>>>
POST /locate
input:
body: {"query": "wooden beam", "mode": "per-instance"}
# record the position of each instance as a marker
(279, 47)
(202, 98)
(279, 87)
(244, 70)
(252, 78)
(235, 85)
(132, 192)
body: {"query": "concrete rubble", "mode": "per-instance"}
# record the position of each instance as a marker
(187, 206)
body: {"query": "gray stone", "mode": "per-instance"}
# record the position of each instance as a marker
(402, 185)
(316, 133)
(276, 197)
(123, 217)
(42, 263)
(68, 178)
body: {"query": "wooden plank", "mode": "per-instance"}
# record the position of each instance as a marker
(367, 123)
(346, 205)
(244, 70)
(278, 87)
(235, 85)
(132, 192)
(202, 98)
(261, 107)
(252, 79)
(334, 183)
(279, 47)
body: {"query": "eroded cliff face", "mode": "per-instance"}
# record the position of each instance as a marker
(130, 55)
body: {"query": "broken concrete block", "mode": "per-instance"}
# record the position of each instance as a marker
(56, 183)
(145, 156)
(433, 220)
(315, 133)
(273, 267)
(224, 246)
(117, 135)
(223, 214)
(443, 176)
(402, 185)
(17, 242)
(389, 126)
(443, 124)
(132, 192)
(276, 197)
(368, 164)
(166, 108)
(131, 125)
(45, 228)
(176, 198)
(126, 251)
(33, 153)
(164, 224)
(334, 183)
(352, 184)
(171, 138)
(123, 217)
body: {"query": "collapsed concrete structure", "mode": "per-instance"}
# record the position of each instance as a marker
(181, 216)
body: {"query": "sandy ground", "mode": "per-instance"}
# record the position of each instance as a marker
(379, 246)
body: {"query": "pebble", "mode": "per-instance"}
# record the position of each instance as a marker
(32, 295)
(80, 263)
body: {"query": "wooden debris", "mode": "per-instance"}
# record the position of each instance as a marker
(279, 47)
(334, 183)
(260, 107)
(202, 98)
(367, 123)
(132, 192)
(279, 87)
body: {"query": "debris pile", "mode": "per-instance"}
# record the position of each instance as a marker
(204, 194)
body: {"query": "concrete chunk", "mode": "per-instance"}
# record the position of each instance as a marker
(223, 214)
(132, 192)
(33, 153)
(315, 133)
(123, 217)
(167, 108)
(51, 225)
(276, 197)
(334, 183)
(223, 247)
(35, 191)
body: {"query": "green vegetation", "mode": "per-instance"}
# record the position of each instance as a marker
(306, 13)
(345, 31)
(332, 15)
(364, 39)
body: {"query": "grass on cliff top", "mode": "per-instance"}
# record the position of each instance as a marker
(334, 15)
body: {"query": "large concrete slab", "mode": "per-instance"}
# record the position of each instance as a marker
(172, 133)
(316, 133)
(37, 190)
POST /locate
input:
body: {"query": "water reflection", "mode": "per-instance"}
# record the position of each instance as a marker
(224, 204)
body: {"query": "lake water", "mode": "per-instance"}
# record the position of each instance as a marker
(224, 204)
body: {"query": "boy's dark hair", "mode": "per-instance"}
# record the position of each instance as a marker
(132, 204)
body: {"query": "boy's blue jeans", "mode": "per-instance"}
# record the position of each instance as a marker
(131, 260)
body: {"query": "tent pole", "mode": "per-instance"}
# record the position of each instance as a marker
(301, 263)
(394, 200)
<<<
Задание | Отфильтруйте приведенные выше записи и выпишите каждую строку, в которой есть слово «wooden», учитывая регистр букв.

Результат задания |
body: {"query": "wooden beam", "mode": "per-instance"}
body: {"query": "wooden plank", "mode": "per-instance"}
body: {"query": "wooden debris", "mode": "per-instance"}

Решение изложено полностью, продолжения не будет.